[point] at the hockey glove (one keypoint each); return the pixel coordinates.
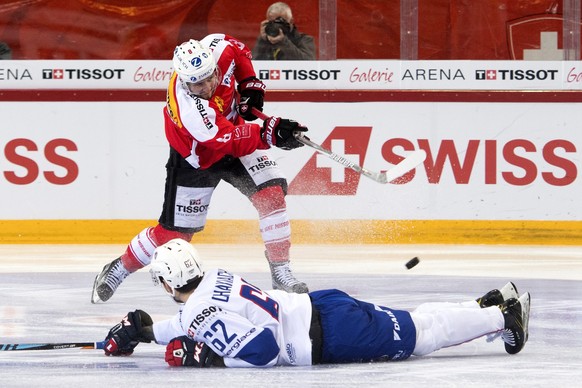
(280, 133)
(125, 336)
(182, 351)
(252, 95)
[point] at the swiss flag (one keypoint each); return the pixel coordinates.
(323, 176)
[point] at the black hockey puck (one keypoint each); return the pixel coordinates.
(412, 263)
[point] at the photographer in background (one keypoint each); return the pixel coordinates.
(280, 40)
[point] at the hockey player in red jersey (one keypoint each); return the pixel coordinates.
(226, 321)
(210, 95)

........

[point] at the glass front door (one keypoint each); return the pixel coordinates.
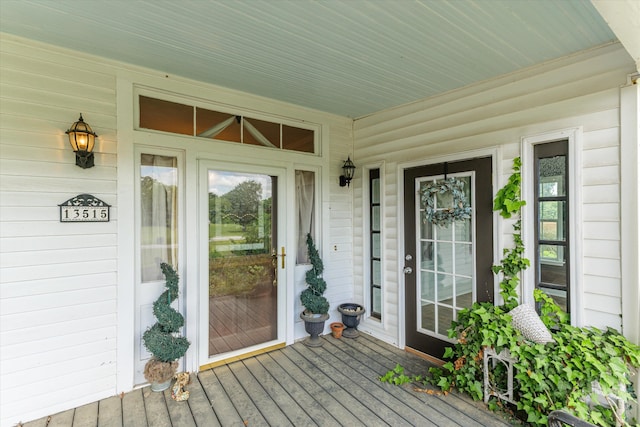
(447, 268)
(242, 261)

........

* Exercise instructions: Gather every line in the items above that contains the word "point", and list those lines in their original order.

* Solution:
[point] at the hockey glove (one keypoint each); return the pixel coordinates.
[point] at the swiss flag (one keypoint each); return the pixel coordinates.
[point] at the black hockey puck (one keypoint each); return the pixel coordinates.
[point] at the photographer in background (one keypoint each); return the pixel coordinates.
[point] at the hockey player in red jersey (one keypoint each); return the pixel coordinates.
[point] at the glass front door (one keypoint each); return the pixel coordinates.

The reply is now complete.